Begin
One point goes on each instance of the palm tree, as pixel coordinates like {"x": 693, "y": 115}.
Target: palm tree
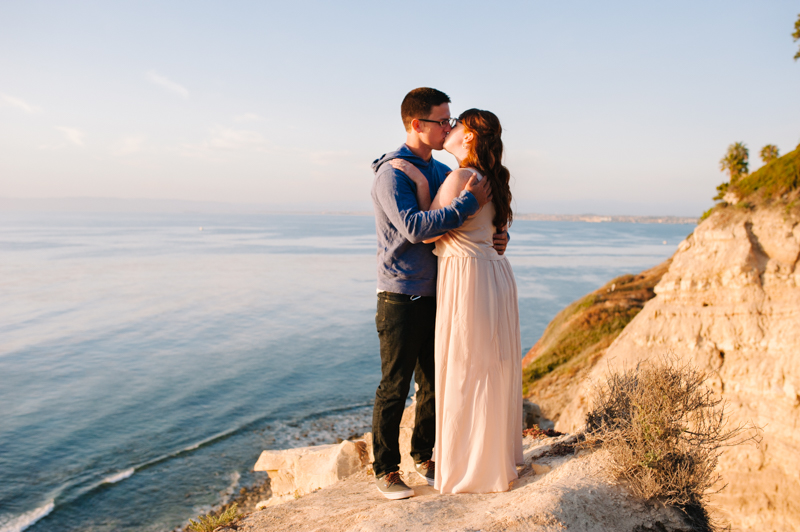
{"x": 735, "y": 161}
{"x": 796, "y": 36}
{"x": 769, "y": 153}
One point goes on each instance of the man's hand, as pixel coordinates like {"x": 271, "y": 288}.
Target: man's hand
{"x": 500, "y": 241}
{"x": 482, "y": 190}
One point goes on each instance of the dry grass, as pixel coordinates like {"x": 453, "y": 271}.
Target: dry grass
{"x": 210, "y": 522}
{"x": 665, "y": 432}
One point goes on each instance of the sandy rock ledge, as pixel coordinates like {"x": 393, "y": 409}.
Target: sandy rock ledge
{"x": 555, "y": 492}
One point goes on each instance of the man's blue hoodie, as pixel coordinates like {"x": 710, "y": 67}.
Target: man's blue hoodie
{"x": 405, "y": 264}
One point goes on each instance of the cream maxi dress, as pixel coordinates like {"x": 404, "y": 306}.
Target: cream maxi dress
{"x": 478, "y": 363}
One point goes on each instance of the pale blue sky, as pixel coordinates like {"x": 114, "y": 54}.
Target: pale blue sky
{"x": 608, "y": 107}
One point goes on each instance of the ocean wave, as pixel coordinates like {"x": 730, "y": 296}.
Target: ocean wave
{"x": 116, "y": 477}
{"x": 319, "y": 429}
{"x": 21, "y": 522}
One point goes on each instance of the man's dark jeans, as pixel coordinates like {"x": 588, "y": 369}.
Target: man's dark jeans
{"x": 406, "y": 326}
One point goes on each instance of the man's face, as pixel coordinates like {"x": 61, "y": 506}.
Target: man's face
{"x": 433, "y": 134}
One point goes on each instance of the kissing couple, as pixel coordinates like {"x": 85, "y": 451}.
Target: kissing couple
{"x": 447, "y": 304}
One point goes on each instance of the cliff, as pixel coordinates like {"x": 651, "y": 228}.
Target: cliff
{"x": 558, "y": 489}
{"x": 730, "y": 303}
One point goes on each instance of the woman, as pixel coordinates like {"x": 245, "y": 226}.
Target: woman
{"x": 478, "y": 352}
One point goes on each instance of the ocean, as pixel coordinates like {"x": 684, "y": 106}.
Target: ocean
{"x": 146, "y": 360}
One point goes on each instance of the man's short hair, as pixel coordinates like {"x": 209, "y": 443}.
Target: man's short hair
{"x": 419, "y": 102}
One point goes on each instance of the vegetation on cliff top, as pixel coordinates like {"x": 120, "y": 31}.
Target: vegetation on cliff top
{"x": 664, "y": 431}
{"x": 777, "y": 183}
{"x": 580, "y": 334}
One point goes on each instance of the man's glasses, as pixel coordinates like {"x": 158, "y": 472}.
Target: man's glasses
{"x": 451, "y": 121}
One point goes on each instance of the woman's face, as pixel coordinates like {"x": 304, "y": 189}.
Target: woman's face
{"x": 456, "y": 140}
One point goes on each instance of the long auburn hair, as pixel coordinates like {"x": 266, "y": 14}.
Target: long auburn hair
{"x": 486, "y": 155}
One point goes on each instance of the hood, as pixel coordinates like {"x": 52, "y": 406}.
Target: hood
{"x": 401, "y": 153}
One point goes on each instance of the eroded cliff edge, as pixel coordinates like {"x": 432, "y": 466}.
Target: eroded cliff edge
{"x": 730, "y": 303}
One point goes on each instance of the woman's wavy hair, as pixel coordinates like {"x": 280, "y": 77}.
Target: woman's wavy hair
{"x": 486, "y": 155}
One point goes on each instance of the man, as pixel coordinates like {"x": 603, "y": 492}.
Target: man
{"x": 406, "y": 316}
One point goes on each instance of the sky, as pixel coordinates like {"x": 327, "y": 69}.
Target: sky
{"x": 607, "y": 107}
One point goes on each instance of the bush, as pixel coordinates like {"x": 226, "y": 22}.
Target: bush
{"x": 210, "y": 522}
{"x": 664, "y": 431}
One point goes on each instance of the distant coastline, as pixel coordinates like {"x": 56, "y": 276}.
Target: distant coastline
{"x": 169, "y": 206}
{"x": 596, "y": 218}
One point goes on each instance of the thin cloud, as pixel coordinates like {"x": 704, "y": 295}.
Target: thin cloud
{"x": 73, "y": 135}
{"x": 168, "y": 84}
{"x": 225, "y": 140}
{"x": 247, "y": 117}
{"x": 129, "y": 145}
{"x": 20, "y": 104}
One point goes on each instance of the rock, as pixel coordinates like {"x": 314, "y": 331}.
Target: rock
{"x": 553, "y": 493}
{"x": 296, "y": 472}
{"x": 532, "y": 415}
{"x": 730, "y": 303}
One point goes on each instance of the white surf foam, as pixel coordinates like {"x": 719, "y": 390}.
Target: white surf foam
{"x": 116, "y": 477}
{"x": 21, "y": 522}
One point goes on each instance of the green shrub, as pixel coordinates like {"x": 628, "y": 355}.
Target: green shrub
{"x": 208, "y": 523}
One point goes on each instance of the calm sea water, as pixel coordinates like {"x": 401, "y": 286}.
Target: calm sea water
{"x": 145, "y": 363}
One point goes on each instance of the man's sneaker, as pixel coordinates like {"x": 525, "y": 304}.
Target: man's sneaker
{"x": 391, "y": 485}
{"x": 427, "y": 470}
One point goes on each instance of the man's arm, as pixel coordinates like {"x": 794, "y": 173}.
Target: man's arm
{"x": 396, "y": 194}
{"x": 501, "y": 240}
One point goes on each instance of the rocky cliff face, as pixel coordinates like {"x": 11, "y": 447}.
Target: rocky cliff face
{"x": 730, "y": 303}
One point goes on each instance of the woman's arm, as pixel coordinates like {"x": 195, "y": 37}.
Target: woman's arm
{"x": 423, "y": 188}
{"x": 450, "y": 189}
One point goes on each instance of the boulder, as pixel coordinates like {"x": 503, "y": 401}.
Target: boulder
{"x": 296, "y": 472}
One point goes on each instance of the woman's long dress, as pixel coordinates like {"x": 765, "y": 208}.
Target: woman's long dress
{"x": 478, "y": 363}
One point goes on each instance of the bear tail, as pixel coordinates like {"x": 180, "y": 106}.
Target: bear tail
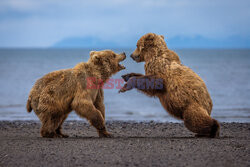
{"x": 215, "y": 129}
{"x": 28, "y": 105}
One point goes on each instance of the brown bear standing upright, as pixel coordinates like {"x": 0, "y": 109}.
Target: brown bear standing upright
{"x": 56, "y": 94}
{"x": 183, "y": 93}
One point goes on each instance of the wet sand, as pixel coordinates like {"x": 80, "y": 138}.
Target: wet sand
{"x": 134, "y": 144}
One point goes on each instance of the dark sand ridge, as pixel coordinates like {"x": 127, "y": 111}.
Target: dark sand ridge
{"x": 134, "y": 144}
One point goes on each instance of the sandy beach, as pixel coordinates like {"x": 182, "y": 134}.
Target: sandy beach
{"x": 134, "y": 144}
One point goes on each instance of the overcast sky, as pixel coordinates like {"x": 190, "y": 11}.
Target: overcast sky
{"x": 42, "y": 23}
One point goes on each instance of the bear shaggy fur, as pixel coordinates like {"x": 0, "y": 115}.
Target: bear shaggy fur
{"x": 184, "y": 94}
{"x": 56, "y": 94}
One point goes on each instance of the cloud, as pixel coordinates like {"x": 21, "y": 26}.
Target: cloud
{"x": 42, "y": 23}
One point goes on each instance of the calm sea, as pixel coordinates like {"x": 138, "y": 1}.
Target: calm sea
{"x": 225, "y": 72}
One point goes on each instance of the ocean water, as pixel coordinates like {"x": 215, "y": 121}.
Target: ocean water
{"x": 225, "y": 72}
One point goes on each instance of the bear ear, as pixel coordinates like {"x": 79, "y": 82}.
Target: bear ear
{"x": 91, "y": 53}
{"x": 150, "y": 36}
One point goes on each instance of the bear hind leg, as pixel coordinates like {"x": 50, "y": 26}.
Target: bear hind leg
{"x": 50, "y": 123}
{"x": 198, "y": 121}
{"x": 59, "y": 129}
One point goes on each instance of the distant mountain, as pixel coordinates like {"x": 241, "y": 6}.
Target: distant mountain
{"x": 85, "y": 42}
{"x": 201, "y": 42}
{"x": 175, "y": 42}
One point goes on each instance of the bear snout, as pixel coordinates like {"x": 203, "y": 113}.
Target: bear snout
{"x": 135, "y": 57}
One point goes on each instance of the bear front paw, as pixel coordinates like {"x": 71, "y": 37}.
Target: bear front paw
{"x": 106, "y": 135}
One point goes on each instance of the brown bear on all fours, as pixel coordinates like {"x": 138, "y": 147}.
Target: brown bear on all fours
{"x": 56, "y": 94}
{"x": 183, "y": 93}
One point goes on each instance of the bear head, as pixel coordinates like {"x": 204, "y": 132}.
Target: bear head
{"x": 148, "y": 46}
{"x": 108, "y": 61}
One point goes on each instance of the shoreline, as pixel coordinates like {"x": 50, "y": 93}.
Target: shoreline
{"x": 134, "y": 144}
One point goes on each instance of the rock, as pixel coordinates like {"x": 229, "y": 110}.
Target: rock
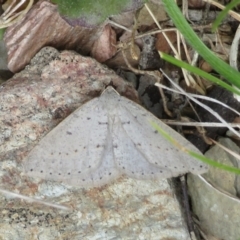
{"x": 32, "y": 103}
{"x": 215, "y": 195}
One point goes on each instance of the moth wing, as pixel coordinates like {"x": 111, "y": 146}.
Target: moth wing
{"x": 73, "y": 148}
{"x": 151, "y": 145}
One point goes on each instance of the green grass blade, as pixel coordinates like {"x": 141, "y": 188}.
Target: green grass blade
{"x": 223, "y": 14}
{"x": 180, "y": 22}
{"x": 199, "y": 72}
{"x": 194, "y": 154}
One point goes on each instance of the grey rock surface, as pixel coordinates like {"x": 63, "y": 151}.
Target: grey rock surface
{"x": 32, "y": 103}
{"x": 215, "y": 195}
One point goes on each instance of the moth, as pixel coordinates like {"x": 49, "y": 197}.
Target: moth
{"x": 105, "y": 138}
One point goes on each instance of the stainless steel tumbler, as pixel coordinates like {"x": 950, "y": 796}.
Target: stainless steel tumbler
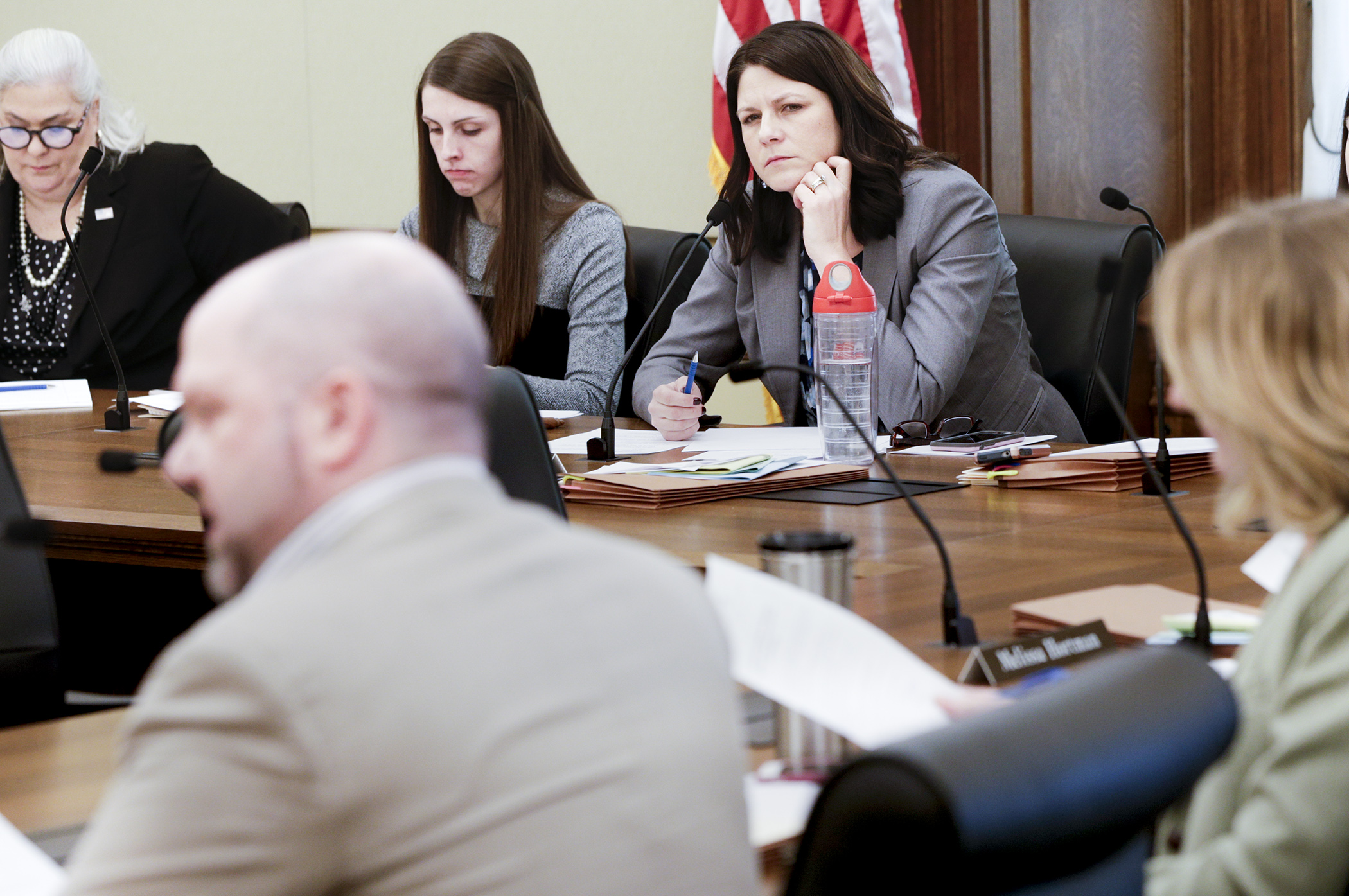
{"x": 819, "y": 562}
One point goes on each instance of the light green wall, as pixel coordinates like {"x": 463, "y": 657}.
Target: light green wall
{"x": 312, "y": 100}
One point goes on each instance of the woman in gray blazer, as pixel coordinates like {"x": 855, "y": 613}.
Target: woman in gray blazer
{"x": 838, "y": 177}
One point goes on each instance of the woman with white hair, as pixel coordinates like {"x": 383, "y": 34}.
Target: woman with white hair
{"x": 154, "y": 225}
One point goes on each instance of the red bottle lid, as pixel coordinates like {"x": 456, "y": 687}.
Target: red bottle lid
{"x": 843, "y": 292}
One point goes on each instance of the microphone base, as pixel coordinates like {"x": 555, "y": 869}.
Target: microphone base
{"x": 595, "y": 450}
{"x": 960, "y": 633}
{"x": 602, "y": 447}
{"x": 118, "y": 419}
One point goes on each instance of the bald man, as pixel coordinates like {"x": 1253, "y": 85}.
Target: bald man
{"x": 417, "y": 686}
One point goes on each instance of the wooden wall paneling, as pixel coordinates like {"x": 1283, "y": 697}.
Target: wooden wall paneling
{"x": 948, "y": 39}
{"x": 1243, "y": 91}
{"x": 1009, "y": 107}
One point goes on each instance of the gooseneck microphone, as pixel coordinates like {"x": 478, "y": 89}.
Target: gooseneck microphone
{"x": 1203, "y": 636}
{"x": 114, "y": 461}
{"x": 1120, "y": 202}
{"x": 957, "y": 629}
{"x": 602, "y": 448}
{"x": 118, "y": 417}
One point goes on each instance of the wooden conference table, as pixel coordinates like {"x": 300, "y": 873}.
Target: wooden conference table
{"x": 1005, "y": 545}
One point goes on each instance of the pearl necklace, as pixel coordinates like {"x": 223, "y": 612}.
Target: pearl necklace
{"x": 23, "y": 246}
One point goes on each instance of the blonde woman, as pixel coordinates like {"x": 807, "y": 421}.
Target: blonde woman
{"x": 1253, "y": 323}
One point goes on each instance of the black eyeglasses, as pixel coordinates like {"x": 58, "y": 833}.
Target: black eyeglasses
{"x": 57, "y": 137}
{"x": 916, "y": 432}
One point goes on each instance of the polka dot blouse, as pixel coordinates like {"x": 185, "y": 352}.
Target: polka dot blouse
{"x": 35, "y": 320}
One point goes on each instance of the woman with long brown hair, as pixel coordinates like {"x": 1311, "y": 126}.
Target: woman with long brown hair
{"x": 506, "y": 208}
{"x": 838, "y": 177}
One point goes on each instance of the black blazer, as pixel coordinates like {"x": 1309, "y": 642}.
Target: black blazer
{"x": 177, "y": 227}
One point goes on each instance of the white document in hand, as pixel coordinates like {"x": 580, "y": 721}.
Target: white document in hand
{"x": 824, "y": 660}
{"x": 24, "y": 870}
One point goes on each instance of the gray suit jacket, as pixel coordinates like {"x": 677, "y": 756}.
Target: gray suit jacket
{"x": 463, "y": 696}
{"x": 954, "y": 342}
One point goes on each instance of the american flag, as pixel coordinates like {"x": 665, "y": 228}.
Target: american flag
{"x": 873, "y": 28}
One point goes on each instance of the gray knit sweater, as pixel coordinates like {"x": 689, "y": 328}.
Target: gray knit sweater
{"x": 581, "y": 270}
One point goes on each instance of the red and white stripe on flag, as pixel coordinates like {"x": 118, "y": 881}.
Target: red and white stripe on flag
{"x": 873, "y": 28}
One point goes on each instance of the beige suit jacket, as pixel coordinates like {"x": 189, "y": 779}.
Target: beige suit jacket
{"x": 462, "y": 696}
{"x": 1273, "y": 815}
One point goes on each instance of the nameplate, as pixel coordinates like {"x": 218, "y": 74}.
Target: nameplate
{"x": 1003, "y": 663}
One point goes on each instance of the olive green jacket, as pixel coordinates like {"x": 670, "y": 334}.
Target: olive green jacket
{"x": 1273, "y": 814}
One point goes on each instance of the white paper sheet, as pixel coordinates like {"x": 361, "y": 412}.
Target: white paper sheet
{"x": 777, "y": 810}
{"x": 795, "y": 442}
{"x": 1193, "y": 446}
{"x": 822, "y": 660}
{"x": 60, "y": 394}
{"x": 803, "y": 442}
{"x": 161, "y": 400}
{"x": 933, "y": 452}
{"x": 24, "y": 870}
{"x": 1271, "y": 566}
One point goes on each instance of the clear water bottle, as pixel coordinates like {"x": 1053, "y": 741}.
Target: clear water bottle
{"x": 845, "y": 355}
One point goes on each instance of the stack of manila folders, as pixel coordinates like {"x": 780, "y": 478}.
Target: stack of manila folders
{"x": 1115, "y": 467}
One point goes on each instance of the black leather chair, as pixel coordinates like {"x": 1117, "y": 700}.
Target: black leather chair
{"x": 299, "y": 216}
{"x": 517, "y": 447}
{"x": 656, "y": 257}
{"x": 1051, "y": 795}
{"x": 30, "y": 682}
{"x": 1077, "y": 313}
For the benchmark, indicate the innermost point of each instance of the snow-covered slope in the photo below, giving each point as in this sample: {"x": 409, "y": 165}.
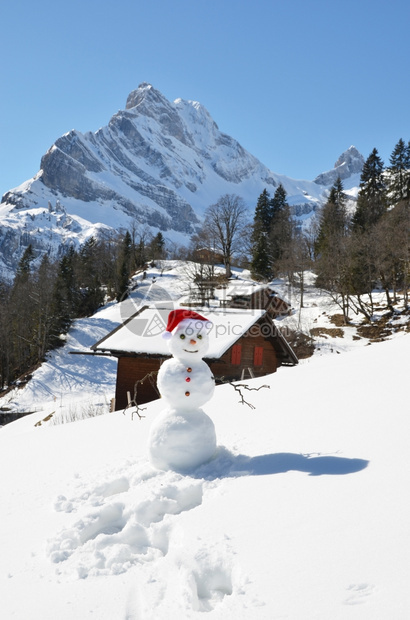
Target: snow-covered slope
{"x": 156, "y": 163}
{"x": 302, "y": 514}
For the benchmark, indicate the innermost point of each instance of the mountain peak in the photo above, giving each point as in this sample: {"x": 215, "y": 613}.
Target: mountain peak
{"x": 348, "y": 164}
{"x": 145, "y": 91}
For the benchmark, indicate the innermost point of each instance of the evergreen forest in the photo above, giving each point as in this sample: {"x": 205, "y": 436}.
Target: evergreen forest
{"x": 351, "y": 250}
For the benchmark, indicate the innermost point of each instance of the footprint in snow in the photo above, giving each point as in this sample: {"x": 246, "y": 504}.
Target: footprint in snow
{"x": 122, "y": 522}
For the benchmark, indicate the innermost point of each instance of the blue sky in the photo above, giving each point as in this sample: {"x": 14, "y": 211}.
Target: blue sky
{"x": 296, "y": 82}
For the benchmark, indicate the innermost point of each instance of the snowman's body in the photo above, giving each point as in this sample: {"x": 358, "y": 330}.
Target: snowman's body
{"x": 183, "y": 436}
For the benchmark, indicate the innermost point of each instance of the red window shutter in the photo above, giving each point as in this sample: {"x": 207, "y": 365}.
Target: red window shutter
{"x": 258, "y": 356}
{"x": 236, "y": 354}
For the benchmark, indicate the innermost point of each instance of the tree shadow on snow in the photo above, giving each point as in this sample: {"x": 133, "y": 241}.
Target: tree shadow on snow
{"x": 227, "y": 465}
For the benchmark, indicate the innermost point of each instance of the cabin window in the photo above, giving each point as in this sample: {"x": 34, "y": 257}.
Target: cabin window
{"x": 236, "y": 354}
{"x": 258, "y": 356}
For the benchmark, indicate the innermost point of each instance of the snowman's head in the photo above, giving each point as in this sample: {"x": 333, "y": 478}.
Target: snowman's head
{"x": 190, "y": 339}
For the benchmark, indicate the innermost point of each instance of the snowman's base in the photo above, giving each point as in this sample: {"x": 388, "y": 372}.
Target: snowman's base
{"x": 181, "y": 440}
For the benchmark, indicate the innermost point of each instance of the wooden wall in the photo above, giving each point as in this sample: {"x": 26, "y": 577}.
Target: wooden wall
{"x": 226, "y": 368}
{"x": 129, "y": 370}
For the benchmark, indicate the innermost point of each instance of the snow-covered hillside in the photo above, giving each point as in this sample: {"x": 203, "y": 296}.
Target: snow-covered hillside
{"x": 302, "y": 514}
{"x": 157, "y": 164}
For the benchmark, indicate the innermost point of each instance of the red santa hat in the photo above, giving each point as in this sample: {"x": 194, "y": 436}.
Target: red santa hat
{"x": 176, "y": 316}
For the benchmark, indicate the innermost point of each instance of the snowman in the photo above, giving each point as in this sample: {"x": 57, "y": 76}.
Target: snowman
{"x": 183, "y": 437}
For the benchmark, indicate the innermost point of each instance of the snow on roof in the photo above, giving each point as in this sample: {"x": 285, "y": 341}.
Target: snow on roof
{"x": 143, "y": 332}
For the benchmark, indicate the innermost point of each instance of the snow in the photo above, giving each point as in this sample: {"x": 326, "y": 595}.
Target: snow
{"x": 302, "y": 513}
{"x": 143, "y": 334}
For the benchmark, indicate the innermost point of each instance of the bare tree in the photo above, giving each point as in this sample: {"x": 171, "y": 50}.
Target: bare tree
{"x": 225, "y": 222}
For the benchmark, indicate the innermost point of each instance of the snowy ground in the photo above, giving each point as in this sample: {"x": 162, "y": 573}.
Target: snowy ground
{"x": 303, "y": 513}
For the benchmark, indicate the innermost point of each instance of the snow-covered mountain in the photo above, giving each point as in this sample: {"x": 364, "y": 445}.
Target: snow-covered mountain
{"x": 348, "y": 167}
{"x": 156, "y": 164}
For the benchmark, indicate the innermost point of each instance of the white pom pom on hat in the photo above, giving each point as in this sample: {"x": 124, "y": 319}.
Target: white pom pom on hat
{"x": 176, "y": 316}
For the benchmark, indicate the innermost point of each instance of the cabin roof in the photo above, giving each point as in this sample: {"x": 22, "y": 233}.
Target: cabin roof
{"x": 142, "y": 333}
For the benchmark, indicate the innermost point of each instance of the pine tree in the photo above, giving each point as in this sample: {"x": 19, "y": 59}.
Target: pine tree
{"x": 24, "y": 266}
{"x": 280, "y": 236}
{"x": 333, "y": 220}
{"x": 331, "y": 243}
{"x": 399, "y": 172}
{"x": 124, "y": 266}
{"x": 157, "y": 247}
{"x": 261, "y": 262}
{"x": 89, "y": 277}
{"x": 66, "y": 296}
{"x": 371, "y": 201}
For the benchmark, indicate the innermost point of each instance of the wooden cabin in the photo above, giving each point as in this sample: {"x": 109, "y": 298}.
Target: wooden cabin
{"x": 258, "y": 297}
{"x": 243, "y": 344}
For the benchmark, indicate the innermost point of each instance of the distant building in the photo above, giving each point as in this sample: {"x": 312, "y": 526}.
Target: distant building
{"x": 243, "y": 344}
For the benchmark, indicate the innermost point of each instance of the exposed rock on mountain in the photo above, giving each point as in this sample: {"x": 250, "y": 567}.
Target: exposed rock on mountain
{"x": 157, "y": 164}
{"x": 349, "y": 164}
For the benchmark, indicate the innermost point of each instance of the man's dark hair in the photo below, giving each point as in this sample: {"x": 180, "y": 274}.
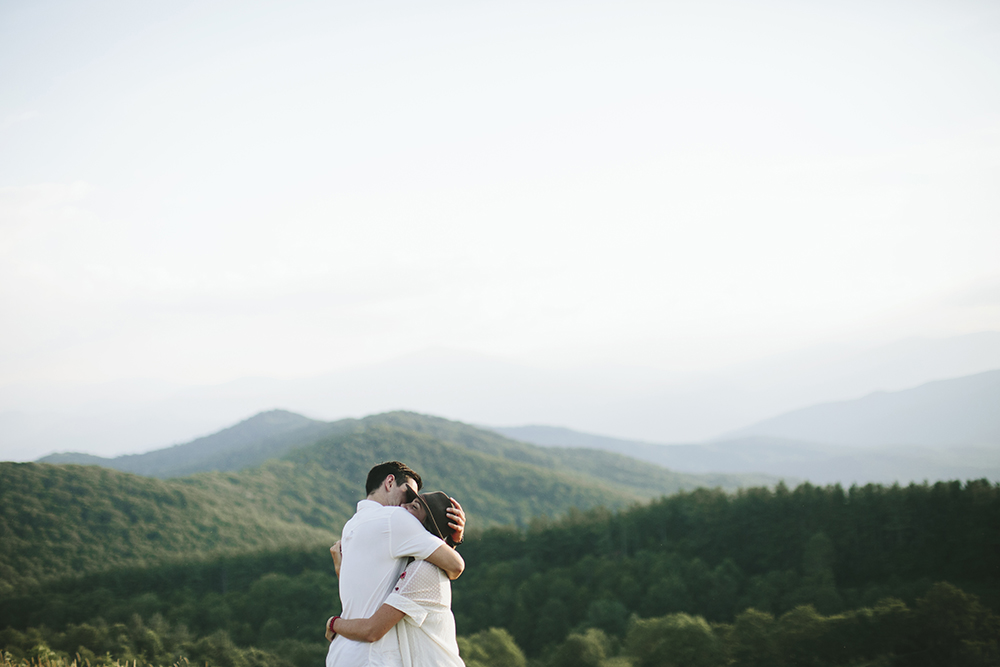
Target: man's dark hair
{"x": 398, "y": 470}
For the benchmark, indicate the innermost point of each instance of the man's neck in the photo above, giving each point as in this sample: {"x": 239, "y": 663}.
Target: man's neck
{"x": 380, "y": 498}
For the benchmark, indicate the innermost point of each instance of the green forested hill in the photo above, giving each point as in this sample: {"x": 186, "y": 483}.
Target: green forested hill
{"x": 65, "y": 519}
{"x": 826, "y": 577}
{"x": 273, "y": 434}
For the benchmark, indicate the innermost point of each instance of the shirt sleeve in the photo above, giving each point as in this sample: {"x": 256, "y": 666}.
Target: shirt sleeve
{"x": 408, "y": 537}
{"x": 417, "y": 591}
End
Quote exactly and only the lines from the one holding "the man's neck" through the end of the data.

- **Output of the task**:
For the benchmark, indicate the innermost point of each instance of the man's neck in the photo above, giving each point as in this sample: {"x": 239, "y": 663}.
Target: man's neck
{"x": 380, "y": 498}
For the benchmark, indicate the innermost point of each instance of the green forested hill in the photo above, giving each point as in this sample: {"x": 186, "y": 483}.
Target: green forested hill
{"x": 65, "y": 519}
{"x": 826, "y": 577}
{"x": 273, "y": 434}
For the benchmark, indicate the innermost point of each instance of the shirt sleeve in the photo above, giving each point as in this sample: {"x": 256, "y": 666}.
Target: shirt sleeve
{"x": 408, "y": 537}
{"x": 417, "y": 591}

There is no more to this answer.